- **WHAT THE TASK ASKS**:
Pick out every row that contains the word "jumpsuit" and copy each one in full. Case counts.

__________

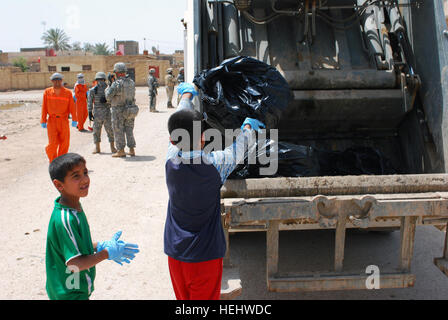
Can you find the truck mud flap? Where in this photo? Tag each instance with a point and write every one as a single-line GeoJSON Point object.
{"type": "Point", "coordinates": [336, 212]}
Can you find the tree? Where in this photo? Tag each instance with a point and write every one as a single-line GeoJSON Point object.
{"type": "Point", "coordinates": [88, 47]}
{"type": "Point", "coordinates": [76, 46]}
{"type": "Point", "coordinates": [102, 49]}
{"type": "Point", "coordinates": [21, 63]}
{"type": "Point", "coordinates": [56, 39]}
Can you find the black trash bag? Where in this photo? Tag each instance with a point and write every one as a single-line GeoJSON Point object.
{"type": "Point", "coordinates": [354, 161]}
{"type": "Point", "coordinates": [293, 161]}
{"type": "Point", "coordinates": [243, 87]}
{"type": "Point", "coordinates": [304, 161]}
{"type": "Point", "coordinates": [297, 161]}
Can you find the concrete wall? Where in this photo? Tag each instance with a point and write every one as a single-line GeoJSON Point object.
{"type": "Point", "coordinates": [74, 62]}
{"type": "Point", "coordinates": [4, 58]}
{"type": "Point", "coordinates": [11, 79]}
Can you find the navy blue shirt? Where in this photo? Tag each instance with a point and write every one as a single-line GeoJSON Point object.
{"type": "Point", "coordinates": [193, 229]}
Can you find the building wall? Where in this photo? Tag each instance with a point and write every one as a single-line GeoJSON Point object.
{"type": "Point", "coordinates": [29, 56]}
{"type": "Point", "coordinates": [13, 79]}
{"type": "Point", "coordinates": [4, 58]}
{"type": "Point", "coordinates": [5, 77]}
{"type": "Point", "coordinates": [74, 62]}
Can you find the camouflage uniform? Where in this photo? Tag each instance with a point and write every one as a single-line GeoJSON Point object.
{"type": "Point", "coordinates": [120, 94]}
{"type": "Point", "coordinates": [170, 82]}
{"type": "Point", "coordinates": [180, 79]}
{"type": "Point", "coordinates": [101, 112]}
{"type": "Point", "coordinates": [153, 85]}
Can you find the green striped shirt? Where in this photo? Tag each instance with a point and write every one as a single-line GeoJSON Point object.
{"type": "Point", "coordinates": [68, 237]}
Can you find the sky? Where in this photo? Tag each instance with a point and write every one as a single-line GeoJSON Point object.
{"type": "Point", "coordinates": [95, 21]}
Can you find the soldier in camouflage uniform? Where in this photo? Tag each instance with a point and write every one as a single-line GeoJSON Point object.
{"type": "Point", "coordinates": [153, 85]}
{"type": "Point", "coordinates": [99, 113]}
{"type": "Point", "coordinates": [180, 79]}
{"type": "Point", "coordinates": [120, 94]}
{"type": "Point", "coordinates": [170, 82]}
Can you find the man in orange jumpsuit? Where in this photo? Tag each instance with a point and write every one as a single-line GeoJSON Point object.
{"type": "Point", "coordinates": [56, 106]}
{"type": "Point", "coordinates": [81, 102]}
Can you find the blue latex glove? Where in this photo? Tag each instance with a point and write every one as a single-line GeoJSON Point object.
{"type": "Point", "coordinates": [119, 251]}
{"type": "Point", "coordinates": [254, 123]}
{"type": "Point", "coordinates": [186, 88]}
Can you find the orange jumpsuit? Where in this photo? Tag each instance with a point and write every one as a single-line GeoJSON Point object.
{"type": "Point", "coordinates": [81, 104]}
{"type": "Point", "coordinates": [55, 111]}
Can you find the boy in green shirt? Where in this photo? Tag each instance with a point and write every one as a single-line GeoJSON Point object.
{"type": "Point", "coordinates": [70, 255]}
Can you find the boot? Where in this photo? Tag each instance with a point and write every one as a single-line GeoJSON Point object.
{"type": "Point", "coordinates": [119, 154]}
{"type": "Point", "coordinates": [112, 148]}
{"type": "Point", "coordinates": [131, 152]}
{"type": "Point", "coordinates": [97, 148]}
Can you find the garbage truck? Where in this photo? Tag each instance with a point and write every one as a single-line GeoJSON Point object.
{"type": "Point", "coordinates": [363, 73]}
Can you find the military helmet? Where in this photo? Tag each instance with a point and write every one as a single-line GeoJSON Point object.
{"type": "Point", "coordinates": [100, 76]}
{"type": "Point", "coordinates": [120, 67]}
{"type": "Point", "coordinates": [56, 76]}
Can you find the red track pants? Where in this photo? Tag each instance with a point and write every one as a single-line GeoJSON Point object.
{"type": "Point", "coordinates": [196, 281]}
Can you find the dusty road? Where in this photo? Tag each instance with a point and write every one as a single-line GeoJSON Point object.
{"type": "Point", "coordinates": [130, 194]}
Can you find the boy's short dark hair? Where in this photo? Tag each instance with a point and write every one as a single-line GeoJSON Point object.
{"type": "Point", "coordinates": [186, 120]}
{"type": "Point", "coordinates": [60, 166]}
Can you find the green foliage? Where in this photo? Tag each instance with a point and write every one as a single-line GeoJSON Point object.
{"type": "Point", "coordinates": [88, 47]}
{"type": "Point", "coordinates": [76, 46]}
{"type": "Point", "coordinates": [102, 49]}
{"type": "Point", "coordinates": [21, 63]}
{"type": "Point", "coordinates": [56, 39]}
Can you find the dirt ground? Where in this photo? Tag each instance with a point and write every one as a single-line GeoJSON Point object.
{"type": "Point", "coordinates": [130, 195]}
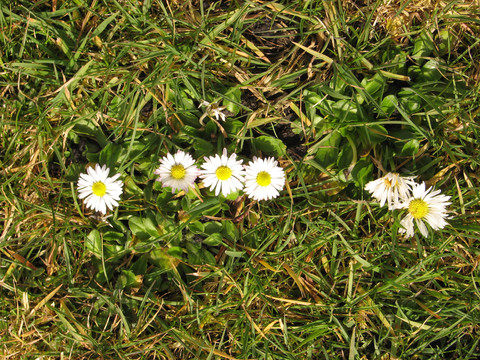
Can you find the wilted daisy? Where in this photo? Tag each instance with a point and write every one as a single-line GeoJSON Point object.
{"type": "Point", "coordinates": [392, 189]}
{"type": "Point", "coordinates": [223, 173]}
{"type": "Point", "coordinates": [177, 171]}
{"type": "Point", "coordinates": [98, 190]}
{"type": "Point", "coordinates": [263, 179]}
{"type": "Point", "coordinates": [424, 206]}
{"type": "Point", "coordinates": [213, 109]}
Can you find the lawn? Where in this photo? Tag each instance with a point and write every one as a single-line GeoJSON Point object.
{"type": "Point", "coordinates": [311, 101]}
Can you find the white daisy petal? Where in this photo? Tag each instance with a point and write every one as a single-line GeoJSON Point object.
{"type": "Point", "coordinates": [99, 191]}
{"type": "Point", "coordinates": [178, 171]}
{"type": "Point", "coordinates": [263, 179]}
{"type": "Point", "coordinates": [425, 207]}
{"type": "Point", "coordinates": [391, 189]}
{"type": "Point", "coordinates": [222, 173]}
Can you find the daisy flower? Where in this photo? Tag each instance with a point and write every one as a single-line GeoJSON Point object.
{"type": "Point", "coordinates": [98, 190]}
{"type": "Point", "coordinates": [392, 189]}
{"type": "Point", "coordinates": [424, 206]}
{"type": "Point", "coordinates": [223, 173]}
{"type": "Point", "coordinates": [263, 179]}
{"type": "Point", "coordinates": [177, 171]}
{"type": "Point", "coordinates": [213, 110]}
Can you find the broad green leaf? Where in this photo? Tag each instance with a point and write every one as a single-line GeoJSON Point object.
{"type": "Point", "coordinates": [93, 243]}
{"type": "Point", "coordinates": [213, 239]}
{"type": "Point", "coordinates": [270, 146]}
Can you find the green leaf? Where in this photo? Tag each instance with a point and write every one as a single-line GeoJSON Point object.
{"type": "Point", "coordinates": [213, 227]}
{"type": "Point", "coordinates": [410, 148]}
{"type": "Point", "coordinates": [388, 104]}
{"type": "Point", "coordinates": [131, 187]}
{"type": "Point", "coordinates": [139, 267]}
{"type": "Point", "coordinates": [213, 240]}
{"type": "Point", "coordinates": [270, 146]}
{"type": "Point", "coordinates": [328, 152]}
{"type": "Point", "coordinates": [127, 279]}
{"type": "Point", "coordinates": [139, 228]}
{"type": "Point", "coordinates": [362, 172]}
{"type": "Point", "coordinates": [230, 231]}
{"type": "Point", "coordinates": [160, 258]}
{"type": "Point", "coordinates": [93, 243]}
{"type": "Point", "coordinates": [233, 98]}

__________

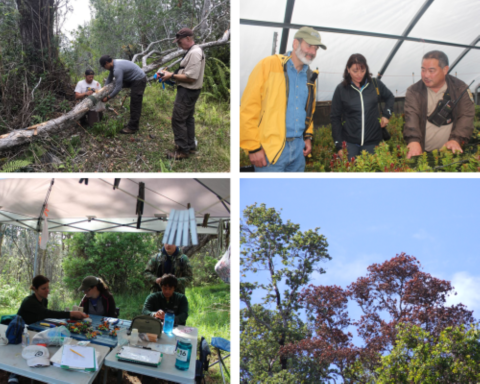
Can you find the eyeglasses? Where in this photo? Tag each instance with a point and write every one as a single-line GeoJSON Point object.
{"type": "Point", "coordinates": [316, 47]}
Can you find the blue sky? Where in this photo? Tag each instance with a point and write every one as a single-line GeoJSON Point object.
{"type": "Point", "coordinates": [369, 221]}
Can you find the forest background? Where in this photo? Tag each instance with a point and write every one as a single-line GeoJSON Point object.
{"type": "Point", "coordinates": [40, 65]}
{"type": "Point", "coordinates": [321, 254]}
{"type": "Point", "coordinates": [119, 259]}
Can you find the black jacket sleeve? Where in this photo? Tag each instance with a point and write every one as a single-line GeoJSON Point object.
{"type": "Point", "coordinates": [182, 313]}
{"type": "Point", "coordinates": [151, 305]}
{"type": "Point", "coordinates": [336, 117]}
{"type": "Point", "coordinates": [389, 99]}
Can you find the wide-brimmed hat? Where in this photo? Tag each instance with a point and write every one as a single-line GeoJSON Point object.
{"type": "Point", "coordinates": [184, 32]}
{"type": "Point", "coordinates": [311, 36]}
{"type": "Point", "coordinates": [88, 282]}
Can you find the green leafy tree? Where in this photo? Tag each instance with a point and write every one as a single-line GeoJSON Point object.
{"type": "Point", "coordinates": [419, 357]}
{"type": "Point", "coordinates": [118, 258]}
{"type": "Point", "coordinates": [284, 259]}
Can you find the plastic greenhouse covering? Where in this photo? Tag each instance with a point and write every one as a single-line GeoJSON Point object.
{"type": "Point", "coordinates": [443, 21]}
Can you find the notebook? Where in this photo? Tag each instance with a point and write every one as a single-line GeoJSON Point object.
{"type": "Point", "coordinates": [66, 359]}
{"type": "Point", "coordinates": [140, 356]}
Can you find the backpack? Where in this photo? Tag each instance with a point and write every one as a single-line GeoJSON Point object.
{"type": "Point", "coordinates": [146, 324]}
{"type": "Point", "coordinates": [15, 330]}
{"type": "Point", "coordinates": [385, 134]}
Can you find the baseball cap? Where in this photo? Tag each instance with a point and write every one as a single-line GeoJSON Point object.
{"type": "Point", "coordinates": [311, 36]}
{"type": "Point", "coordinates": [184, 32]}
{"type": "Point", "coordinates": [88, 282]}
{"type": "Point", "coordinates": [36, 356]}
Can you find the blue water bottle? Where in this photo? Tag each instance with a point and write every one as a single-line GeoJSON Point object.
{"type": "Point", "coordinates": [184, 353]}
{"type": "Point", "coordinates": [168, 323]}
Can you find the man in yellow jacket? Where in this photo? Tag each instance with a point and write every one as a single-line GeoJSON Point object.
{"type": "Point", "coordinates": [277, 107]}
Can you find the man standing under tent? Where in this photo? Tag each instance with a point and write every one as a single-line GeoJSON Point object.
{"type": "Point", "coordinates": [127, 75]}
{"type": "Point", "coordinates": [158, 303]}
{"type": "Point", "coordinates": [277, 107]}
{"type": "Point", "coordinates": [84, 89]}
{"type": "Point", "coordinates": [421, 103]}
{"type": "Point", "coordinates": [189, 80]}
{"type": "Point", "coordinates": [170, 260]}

__________

- **FULL ANSWER**:
Can you find the man in orange jumpsuit? Where in this photo? Tag each instance with a point and write every one as a single-line GeoJSON Point object.
Can you find the orange jumpsuit? Where in this photo? Tag each instance with a point and write every one as a single-line GeoJSON Point object.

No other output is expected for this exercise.